Written instruction —
According to the film summary, who plays Irakli in Dry Leaf?

Excerpt to read —
###

- International promotional poster
- Georgian: ხმელი ფოთოლი
- Directed by: Alexandre Koberidze
- Screenplay by: Alexandre Koberidze
- Produced by: Mariam Shatberashvili; Luise Hauschild; Alexandre Koberidze;
- Starring: David Koberidze; Otar Nijaradze;
- Cinematography: Alexandre Koberidze
- Edited by: Alexandre Koberidze
- Music by: Giorgi Koberidze
- Production company: New Matter Films
- Distributed by: Heretic (Germany)
- Release date: 13 August 2025 (Locarno);
- Running time: 186 minutes
- Countries: Germany; Georgia;
- Language: Georgian;

= Dry Leaf =

2025 Georgian road movie by Alexandre Koberidze

Dry Leaf (ხმელი ფოთოლი) is a 2025 experimental road movie produced, written and directed by Alexandre Koberidze, starring his father David Koberidze as Irakli, it follows a father searching his missing daughter across rural Georgia.

###

Region annotation entries:
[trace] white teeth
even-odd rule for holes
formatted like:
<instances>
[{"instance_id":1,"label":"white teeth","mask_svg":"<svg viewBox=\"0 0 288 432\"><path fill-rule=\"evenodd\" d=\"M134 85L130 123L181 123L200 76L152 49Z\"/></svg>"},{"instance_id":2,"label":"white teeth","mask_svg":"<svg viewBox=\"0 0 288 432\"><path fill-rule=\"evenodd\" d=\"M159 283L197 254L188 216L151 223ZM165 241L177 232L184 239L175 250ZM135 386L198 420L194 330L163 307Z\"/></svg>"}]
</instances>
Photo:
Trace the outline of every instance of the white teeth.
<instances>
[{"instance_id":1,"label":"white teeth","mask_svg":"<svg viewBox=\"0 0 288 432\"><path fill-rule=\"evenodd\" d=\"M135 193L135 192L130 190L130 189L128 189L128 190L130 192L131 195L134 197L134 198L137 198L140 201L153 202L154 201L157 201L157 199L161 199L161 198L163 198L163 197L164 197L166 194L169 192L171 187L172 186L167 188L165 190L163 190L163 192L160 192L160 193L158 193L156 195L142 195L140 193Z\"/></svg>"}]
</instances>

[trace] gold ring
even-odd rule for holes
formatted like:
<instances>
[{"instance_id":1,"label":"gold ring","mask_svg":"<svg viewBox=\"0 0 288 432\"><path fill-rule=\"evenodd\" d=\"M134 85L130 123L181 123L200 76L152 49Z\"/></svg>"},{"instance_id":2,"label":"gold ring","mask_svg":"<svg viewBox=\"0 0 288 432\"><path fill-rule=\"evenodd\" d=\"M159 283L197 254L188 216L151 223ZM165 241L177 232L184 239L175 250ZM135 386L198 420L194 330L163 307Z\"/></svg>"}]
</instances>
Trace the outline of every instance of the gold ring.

###

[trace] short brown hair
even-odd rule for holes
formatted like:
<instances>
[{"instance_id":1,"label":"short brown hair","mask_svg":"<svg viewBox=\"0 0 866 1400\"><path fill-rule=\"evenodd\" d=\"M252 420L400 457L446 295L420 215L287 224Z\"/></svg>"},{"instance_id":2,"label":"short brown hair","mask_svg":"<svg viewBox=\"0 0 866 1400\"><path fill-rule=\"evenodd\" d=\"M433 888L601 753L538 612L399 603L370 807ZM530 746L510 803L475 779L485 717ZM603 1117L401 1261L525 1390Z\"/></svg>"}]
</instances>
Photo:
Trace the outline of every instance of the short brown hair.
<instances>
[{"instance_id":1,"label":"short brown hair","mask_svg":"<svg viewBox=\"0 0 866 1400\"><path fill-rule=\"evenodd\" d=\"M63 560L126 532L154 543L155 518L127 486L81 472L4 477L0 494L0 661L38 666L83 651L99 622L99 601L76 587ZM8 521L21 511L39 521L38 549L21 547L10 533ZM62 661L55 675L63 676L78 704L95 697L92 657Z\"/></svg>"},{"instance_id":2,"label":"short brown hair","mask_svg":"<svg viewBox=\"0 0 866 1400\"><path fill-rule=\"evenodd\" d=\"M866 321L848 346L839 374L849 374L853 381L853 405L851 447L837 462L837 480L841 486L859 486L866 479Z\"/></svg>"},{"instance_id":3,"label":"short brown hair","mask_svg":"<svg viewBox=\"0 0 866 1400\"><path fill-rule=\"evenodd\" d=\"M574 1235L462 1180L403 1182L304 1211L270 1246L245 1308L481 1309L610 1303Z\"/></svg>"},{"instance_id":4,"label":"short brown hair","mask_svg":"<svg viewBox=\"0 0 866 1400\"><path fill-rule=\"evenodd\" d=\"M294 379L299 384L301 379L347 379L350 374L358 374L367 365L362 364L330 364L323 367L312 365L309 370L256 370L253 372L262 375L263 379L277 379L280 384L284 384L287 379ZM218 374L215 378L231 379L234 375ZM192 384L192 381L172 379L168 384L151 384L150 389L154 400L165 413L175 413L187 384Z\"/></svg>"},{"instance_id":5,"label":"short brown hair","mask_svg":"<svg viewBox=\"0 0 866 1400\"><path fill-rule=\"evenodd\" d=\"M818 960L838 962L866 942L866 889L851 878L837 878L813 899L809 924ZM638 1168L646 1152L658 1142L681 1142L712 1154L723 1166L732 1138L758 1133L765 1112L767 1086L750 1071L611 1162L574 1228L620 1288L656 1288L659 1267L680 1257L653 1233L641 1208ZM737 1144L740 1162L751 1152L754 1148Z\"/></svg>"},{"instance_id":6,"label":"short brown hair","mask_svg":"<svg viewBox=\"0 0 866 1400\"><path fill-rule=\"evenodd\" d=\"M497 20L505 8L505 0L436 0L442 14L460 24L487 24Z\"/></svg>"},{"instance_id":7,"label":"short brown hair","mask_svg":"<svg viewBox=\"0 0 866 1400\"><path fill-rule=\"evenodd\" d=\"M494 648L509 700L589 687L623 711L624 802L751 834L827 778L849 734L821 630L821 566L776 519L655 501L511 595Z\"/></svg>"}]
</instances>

###

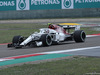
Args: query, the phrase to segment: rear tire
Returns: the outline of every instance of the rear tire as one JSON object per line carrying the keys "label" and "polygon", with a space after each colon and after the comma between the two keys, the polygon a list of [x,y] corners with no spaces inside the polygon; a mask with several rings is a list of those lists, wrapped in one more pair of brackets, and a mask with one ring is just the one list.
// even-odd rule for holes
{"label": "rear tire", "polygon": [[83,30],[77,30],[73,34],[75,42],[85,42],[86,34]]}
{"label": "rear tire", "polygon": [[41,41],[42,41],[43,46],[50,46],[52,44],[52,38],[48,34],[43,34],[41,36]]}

###

Result —
David Koberidze, the director's father, plays Irakli.